‘MÜSLÜM’
Hakan Günday ve Gürhan Özçiftçi’nin kaleme aldığı senaryoyu, Can Ulkay ve ‘Ketche’ Hakan Kırvavac’ın yönetmenliğini yaptığı film de, ‘Müslüm Baba’ Timuçin Esen’in muhteşem oyunculuğu ile hayat buluyor.
Filmde, Müslim’in çocukluk yılları, Şahin Kendirci’nin özüyle, sözüyle başarı ile sergileniyor. Bu öz ki, kültürün-sanatın-yaşamın özü. Tıpkı Müslüm gibi, Şahin gibi…
Başarılı oyuncu Zerrin Tekindor, Müslüm Gürses’in sevdiği ve eşi Muhterem Nur’u, Müslüm’in annesini Ayça Bingöl, babasını Turgut Tunçalp, müzik hocasını Erkan Can, kardeşini Taner Ölmez, menajerini Bahtiyar Avcı canlandırmıştır.
Sinema en etkili görsel kitle iletişim aracıdır. Tıpkı roman gibi hikayelerini anlatmaya dayalı bir sanattır. Burada ki anlatma gerçek dile dayalı bir anlatmadır.
Film, Müslüm Gürses’in, çocukluğundan ölümüne kadar geçen zamanda yaşamına etki eden kişileri anlatırken, hayatın içinde, hayattan kopma noktasında, gelişime dair özlü sözler, öz deyişler ile eğitici özellikleri de içinde taşımaktadır.
Filmde, Yunus Emre’nin insana bakışı ve felsefesine sık sık yer verilir. Aslında, Çukurova topraklarının toplumcu gerçekçiliğinin yansımalarından biri de Müslüm Gürses’ dir.

____________________

■ Verilen görev 1:
Müslüm filmiyle ilgili yazıya göre şu ifadelerin her biri doğru mu: (a) Filmin senaryosunu Hakan Günday ve Gürhan Özçiftçi yazmıştır; (b) Müslüm Gürses'in annesini Zerrin Tekindor canlandırmıştır; (c) Filmde Yunus Emre'nin felsefesine yer verilir? Her birine evet ya da hayır deyip yazıdan belirleyici sözcükleri aynen alıntılayın.
■ Verilen görev 2:
Müslüm filmiyle ilgili yazıda Müslüm Gürses'in müzik hocasını hangi oyuncunun canlandırdığı belirtiliyor?
Aşağıdaki satırlara bu çalışmada ihtiyaç yoktur.

■ Nokta işaretleme veri kümesi satırları:
____________________

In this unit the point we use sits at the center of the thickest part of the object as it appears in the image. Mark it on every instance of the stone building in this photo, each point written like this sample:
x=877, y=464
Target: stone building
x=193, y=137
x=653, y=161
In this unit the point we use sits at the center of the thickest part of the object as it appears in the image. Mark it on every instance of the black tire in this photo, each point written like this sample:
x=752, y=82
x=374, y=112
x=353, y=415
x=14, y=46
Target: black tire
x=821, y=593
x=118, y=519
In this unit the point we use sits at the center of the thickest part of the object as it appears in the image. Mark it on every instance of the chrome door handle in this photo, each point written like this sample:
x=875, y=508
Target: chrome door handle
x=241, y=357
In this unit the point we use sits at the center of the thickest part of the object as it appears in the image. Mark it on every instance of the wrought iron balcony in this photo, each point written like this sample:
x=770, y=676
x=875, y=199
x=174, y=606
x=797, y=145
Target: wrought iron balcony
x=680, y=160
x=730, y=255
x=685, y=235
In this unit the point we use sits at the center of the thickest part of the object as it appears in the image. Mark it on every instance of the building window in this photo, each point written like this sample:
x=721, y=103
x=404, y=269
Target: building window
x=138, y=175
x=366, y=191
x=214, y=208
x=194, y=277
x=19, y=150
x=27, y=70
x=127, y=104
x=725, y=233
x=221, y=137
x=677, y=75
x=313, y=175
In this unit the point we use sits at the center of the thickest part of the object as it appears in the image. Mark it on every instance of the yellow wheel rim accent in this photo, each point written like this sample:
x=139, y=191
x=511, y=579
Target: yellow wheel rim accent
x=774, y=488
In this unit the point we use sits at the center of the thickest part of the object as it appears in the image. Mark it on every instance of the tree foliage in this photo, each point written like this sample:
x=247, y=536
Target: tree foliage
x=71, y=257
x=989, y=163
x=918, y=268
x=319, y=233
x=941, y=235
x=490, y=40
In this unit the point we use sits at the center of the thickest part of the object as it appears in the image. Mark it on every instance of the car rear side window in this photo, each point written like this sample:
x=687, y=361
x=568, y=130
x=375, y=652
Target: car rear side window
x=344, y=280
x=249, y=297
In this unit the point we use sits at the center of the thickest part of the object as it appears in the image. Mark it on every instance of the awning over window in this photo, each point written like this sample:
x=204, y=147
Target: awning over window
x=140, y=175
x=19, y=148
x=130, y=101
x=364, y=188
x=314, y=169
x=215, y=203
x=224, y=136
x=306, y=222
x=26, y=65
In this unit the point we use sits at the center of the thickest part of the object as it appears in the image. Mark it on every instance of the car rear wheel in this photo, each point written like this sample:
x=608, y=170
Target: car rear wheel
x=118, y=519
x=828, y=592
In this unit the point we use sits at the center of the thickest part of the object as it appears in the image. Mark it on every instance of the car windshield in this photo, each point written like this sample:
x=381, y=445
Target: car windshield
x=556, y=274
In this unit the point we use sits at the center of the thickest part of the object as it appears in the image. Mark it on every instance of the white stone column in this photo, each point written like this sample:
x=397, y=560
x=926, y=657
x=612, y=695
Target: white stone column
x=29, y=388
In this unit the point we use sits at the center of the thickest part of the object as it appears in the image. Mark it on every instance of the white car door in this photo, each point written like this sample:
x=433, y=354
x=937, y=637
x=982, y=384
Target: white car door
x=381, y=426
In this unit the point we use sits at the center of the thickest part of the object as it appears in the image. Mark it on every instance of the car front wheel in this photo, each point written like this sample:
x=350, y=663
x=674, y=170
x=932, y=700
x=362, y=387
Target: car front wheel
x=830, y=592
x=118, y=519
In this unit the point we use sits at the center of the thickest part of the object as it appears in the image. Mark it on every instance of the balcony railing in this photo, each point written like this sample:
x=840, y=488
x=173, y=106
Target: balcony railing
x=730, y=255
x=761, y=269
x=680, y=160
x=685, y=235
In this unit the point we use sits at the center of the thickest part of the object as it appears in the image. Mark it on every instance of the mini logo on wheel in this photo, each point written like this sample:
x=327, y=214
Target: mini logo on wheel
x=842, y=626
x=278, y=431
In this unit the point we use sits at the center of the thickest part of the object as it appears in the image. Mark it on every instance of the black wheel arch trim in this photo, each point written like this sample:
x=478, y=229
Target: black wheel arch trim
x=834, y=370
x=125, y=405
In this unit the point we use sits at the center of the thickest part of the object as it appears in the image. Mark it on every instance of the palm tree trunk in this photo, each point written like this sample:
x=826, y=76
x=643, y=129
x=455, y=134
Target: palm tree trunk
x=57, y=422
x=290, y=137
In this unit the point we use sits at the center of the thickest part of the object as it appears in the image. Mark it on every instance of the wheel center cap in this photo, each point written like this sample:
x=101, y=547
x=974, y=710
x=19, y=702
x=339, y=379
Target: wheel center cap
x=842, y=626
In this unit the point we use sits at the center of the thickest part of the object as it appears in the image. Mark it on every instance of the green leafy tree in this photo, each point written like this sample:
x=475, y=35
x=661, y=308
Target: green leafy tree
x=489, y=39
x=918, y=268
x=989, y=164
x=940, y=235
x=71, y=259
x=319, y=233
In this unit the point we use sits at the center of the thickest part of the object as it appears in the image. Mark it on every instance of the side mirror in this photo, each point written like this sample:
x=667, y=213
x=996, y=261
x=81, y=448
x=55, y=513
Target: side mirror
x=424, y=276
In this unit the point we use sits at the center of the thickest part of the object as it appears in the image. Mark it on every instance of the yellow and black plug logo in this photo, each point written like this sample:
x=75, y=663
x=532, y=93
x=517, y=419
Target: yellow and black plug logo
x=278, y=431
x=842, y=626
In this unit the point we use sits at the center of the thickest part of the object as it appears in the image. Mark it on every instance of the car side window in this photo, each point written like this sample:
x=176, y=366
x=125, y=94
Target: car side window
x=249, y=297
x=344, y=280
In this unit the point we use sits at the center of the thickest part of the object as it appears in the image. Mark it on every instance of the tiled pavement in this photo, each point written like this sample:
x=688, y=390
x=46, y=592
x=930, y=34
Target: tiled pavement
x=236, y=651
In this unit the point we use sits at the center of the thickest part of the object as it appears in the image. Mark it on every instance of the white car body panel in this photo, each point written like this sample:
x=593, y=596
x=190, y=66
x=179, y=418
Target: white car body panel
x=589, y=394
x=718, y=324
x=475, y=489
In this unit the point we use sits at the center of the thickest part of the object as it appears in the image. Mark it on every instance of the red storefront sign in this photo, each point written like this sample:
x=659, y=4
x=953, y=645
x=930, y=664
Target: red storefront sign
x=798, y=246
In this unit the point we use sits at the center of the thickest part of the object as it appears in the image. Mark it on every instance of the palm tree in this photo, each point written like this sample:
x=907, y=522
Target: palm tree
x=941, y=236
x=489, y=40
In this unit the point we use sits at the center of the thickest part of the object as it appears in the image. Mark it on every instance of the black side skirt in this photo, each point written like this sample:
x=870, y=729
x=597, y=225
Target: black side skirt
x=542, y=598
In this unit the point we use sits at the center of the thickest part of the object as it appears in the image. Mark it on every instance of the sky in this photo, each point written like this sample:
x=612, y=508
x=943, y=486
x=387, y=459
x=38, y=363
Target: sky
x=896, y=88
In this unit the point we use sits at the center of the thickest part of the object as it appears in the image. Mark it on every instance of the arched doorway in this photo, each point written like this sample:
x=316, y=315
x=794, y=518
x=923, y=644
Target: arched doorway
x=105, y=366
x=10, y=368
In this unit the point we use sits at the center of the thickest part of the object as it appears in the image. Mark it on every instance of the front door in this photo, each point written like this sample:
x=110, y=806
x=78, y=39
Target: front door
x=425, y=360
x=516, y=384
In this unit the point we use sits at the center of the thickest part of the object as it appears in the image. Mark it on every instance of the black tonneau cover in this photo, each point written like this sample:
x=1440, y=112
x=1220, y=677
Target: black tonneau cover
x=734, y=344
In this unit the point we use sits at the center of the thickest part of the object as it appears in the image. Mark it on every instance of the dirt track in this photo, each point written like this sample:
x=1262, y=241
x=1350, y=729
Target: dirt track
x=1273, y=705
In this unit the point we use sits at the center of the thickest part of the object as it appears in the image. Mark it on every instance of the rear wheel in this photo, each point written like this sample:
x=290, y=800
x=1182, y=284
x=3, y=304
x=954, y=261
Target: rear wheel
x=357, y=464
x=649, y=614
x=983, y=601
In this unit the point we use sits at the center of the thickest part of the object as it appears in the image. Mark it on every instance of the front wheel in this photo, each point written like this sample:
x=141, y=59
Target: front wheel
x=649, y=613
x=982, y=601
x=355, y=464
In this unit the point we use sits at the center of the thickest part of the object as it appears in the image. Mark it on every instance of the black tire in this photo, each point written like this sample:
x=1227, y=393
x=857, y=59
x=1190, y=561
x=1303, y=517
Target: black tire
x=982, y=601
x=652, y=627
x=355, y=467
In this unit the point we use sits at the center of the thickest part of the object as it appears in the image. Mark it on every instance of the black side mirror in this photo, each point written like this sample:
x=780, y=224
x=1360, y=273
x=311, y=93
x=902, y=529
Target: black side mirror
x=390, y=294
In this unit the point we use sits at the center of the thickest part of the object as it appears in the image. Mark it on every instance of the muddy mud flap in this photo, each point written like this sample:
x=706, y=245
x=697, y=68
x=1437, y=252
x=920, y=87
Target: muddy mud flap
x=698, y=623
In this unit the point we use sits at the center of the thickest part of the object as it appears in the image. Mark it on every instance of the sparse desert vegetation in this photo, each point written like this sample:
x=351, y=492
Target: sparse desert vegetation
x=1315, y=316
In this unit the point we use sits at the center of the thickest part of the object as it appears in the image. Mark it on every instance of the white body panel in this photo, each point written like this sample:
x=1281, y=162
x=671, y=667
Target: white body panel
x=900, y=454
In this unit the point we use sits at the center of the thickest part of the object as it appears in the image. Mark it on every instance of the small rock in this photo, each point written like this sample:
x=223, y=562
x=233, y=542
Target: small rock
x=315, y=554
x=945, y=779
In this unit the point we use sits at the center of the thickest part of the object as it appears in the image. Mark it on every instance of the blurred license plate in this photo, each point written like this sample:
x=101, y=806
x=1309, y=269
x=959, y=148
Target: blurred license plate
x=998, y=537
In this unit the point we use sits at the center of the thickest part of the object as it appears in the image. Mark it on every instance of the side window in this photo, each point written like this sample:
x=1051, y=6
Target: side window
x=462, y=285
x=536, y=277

____________________

■ Yazılı yanıt 1:
(a) Evet: "Hakan Günday ve Gürhan Özçiftçi’nin kaleme aldığı senaryoyu"
(b) Hayır: "Müslüm’in annesini Ayça Bingöl"
(c) Evet: "Filmde, Yunus Emre’nin insana bakışı ve felsefesine sık sık yer verilir."

■ Yazılı yanıt 2:
Erkan Can.